EXERCISE OBJECTIVE → Repeat every entry exactly. Do not include the pictures.

Natural-language object grounding data:
:::

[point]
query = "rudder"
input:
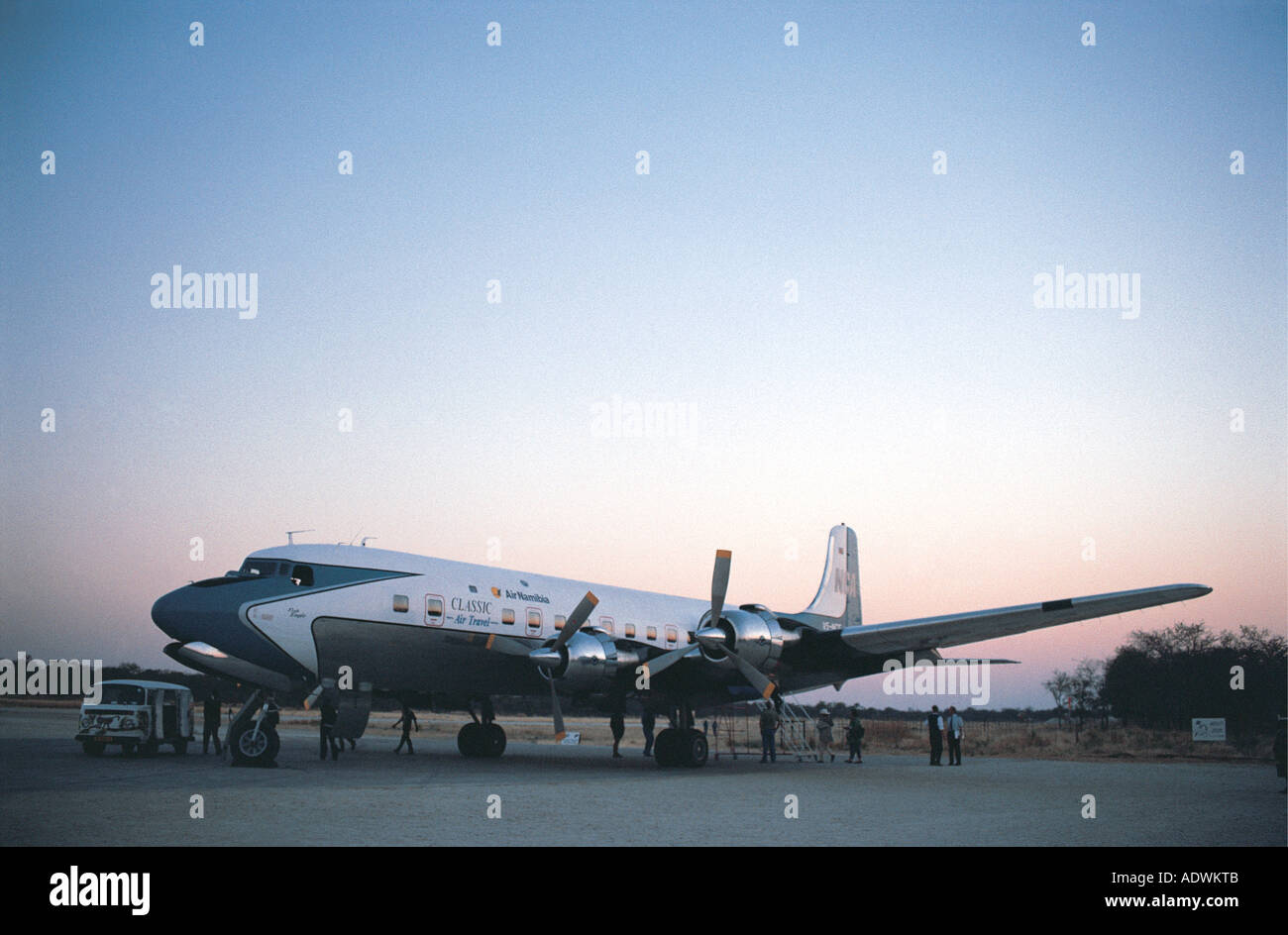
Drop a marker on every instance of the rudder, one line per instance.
(838, 590)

:::

PROBLEM SOLUTION →
[point]
query = "rudder"
input:
Drop a marker on every instance of the rudder, one line per instance.
(838, 590)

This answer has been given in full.